Print each of the entries below line for line, without changing anything and leaving out the pictures.

+++

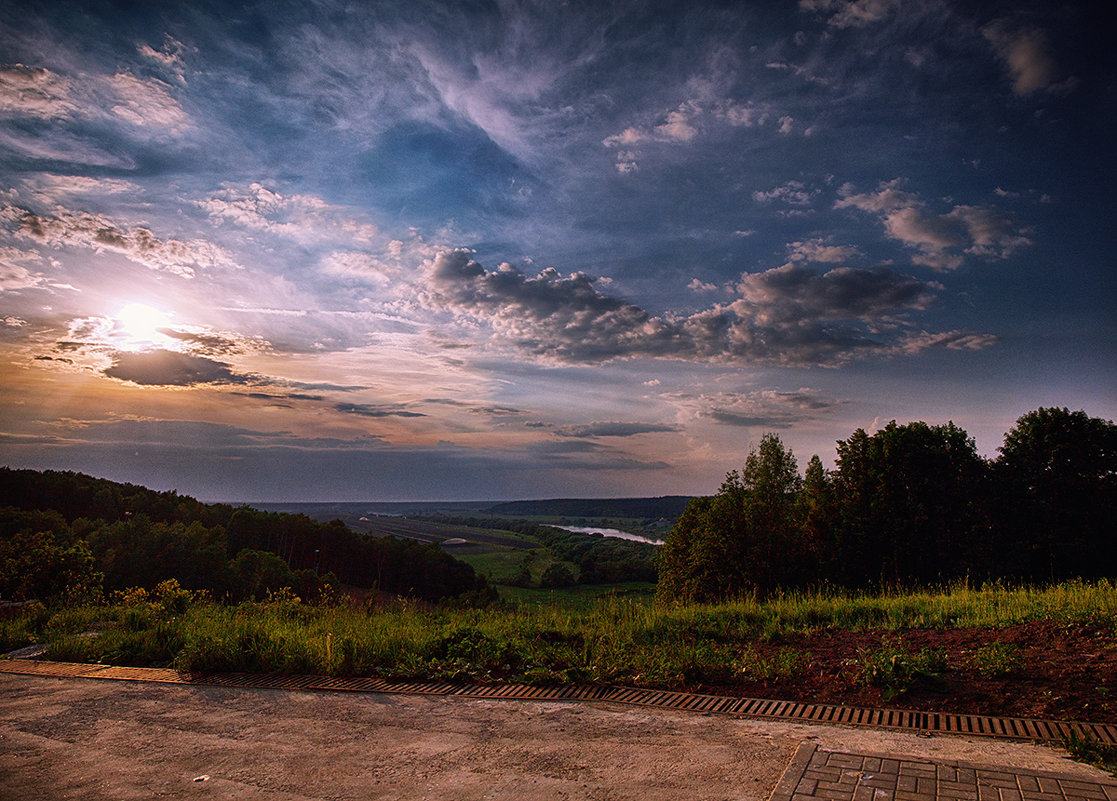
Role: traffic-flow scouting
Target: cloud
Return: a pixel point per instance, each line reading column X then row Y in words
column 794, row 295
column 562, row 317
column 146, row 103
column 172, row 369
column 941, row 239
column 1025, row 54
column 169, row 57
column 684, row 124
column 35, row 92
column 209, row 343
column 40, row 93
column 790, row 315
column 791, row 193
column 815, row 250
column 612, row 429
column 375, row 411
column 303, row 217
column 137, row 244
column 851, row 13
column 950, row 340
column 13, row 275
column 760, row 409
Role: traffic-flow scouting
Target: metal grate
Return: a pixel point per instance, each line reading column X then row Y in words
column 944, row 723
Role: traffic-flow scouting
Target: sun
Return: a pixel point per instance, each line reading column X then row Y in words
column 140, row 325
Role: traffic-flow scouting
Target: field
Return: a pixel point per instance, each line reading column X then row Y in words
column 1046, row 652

+++

* **FINISHED EXERCISE**
Role: traffic-flow scouting
Target: cloud
Return: a pixel point per instance, each line reading column X then row Y in words
column 794, row 295
column 562, row 317
column 146, row 103
column 172, row 369
column 941, row 239
column 1025, row 54
column 169, row 57
column 684, row 124
column 35, row 92
column 209, row 343
column 40, row 93
column 790, row 315
column 791, row 193
column 815, row 250
column 612, row 429
column 375, row 411
column 303, row 217
column 137, row 244
column 851, row 13
column 950, row 340
column 13, row 275
column 760, row 409
Role: traffic-flow scouting
Target: metal grate
Return: a pixel point per instance, each line reading column X then row Y in words
column 944, row 723
Role: traffic-flow scouting
Target: sun
Return: a pixel point per instance, each line reading column X then row Y in words
column 140, row 325
Role: traffic-flow scouting
Target: field
Return: a pixel point per instance, each line reading column X then row Y in words
column 1046, row 652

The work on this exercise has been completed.